• _Work to be completed_: Pick up the piece on Massachusetts workers' compensation liens right after its last sentence and write the next part.

• _Page text_:
In Massachusetts, as in many states, when an employee is injured in the course of work, but the injury is caused by a third party, the employee is entitled to receive workers’ compensation benefits and also seek damages from the third party. For example, employee Ernie is driving the Company’s vehicle on company business. He’s heading down Storrow Drive when Bert, out for a relaxing drive, crashes into Ernie’s vehicle. Ernie is injured. Ernie is entitled to receive workers’ compensation benefits from the Company’s workers’ compensation insurer, but Ernie may also bring suit against Bert, seeking various damages from Bert and Bert’s auto insurer. Massachusetts General Law, Chapter 152, § 15 provides the Company’s workers’ compensation insurer with a lien against any damages Ernie recovers to reimburse it for benefits paid to Ernie under the workers’ compensation act. However, certain categories of damages are not subject to the workers’ compensation lien, and the Massachusetts Supreme Judicial Court just made one exempted category much clearer.

The Court, in DiCarlo v. Suffolk Constructions Co., Inc., et al. consolidated two 2014 Appeals Court decisions involving employees injured in the course of employment who had reached settlement agreements with the third parties responsible for their injuries. Back in 2011, the Appeals Court had ruled that damages recovered in a third party action attributable to claims of pain and suffering were not subject to an insurer’s lien under workers’ compensation law, as the workers’ compensation law does not compensate injured employees for those types of claims. That decision, Curry v. Great American Insurance Company, was not roundly accepted, as many practitioners felt that the decision was unconstitutional. The DiCarlo case has now definitively settled the question of whether pain and suffering damages are subject to a worker’s compensation lien, and further, has opened some dialogue on what will and what will not pass muster as a reasonable allocation for pain and suffering in any third party settlement.

• _Dataset_:
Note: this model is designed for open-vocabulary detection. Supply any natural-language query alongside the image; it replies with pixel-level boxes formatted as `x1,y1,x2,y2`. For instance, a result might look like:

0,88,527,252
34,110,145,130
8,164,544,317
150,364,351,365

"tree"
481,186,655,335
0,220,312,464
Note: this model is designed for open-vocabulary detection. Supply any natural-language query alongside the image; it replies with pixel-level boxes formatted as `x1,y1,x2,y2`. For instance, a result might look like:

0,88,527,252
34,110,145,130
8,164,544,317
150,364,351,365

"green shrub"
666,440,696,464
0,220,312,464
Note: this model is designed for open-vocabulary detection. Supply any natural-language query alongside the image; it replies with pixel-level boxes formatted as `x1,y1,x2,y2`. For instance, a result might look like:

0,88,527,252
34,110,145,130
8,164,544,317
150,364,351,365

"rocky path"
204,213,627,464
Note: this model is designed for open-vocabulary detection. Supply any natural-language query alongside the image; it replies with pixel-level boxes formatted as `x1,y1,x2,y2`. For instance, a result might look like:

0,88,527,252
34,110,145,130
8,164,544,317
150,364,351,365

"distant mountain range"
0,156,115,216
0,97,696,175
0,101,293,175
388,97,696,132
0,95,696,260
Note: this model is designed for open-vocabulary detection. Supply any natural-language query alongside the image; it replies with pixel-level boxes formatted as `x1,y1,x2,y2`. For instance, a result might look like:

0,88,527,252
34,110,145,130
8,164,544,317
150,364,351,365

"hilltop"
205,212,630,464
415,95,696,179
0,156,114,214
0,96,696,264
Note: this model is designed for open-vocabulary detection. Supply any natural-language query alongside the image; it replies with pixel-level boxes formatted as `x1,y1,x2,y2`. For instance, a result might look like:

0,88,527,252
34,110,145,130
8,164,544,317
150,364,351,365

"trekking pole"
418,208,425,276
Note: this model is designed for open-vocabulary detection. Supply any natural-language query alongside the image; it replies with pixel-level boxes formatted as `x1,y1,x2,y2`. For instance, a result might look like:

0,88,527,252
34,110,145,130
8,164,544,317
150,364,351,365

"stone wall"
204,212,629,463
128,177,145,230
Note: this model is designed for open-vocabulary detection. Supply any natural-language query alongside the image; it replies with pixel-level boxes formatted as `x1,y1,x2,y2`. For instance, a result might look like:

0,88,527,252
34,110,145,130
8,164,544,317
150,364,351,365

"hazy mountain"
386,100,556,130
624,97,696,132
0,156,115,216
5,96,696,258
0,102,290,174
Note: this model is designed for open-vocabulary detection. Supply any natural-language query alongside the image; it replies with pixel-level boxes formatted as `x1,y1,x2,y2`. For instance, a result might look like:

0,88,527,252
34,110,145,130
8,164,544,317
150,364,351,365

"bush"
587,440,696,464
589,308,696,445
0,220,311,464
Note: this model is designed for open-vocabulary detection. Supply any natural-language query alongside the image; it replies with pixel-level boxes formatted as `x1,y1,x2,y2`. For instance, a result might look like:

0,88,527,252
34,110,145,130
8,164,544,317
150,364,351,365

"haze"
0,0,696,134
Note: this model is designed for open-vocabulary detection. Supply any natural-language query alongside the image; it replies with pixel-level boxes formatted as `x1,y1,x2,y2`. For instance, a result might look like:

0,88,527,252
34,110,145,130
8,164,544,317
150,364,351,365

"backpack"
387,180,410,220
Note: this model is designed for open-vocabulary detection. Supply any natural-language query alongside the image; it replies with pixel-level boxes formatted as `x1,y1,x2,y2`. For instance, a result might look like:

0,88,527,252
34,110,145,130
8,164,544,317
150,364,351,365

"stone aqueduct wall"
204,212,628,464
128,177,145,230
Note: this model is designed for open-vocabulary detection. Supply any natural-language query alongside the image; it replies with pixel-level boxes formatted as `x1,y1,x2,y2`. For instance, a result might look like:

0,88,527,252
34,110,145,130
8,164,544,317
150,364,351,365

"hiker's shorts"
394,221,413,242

• _Response below_:
The Court in DiCarlo concluded that the term “injury”, as used in Section 15, should be construed narrowly to mean only the injuries for which workers’ compensation benefits are payable to an injured worker. As a result, damages recovered for “pain and suffering” would not be subject to an insurer’s lien; rather, only wage replacement, medical expenses and other damages for which workers’ compensation would be paid fall within the ambit of the Section 15 lien.

In practical terms, this decision is likely to make it easier to settle third party claims involving a workers’ compensation lien, as insurers will no longer be able to argue that damages sought and recovered for claims of pain and suffering fall within the lien, resulting in less back-and-forth over proposed settlements of third party actions. As well, employee counsel will be wise not to attempt to shelter the majority of a damage recovery under the category of “pain and suffering”, as any settlement is, by Statute, required to be examined and approved by either a judge or a panel of the Department of Industrial Accidents after a hearing, at which the insurer has a right to be heard. Keep in mind that a judge or the Department of Industrial Accidents are empowered only to accept or reject a settlement proposal, so wise defense counsel will continue to file alternative proposals when too much of the settlement is allocated to “pain and suffering”.